* [Source information]:
========================
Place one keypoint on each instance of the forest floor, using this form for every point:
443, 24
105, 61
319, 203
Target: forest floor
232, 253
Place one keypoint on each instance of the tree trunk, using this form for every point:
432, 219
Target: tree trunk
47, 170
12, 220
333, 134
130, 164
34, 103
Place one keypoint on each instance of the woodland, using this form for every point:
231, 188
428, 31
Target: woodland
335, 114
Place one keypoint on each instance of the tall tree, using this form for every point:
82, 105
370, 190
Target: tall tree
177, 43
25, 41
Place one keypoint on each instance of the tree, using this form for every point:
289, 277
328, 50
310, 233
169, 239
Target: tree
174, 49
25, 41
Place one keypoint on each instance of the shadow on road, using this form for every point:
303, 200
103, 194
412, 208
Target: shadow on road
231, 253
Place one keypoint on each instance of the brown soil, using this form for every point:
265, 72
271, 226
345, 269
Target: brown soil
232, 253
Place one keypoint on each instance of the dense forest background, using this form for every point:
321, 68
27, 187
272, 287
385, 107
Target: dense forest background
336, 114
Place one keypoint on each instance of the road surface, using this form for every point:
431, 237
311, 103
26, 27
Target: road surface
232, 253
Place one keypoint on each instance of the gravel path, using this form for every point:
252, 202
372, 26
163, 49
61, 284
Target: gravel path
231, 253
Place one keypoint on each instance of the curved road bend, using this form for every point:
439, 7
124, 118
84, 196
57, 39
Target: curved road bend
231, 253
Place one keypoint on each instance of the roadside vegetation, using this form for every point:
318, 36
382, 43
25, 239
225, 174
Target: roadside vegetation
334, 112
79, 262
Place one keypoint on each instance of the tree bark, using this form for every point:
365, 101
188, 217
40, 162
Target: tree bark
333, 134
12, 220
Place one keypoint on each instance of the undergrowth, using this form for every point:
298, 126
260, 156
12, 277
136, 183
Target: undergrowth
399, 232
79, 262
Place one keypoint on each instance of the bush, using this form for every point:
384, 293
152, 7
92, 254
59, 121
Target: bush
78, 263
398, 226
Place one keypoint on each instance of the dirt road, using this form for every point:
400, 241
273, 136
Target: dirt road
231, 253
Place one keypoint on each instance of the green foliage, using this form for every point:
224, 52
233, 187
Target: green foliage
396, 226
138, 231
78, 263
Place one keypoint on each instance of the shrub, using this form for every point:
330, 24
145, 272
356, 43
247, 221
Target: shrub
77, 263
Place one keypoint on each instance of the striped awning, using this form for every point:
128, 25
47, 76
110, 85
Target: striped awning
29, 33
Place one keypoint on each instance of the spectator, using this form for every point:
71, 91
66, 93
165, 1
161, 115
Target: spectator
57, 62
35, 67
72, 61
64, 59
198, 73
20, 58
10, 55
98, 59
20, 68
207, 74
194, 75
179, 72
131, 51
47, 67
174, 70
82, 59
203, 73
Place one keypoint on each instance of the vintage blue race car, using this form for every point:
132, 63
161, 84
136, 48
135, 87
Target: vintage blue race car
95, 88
========================
Set all the data down again, exactly as it reads above.

* [Solution]:
Place one keypoint on each instance of the forest floor, using this form for every point:
443, 24
105, 61
319, 203
Target: forest floor
232, 253
Place one keypoint on each instance of the tree trunk, using this form for every point:
432, 219
Target: tree trunk
47, 170
12, 220
333, 134
130, 164
34, 103
Place one keypoint on each instance of the woodland, using this form for every point:
231, 188
428, 31
Target: woodland
335, 114
Place one keypoint on each instance of the tall tree, using this form for every point:
82, 105
370, 190
Target: tall tree
177, 43
25, 41
Place one keypoint on each instance of the tree, using this form for every point:
289, 277
328, 50
310, 233
169, 239
Target: tree
174, 49
25, 41
Place one keypoint on each instance of the shadow on road, using this form for every point:
303, 200
103, 194
412, 208
Target: shadow on road
231, 253
Place one keypoint on each instance of the brown soil, using this form for every point:
265, 72
271, 226
345, 269
Target: brown soil
232, 253
Place one keypoint on each instance of the dense forest background, using this form for every point:
321, 68
27, 187
272, 287
385, 107
Target: dense forest background
336, 114
Place one keypoint on each instance of the road surface, using this form for every point:
431, 237
311, 103
26, 27
Target: road surface
232, 253
Place one keypoint on each instance of the gravel path, using this form for every point:
252, 202
372, 26
163, 49
61, 284
Target: gravel path
231, 253
Place one keypoint on each instance of the curved road bend, using this form for every point:
439, 7
124, 118
84, 196
57, 39
Target: curved road bend
231, 253
Place one keypoint on each instance of the roadside vegetation, using this form for every point:
318, 36
382, 43
25, 239
225, 174
Target: roadside vegetation
334, 112
79, 262
Place one keypoint on each instance of the tree bark, using this form for every point:
365, 101
188, 217
40, 162
Target: tree bark
333, 134
12, 220
Place one keypoint on each instance of the undergrowth, using this form for every point:
298, 126
260, 156
12, 277
136, 183
Target: undergrowth
399, 232
79, 262
Place one keypoint on each instance of the bush, using this form for every point:
384, 293
152, 7
92, 254
59, 121
Target: bush
78, 263
398, 226
Place one keypoint on each instance of the dirt road, using this form for every point:
400, 241
273, 136
Target: dirt road
231, 253
Place one keypoint on each instance of the green foliage, using this form for every point:
224, 52
233, 187
Target: green foliage
396, 226
138, 231
78, 263
Place one keypoint on each instance of the shrub, using this form for every point:
330, 24
145, 272
356, 43
247, 221
Target: shrub
77, 263
Place one keypoint on each instance of the striped awning, using this form for every point:
128, 25
47, 76
110, 85
Target: striped awning
29, 33
Place one keypoint on each instance of the spectator, using this form for every point:
71, 91
66, 93
165, 1
161, 115
Target: spectator
57, 62
35, 67
72, 61
64, 59
198, 73
20, 58
10, 55
98, 59
20, 68
207, 74
194, 75
179, 72
131, 51
47, 67
174, 70
82, 59
203, 73
Place one keypoint on each instance of the vintage blue race car, using this form for every point:
132, 63
161, 84
136, 48
135, 87
Target: vintage blue race car
95, 88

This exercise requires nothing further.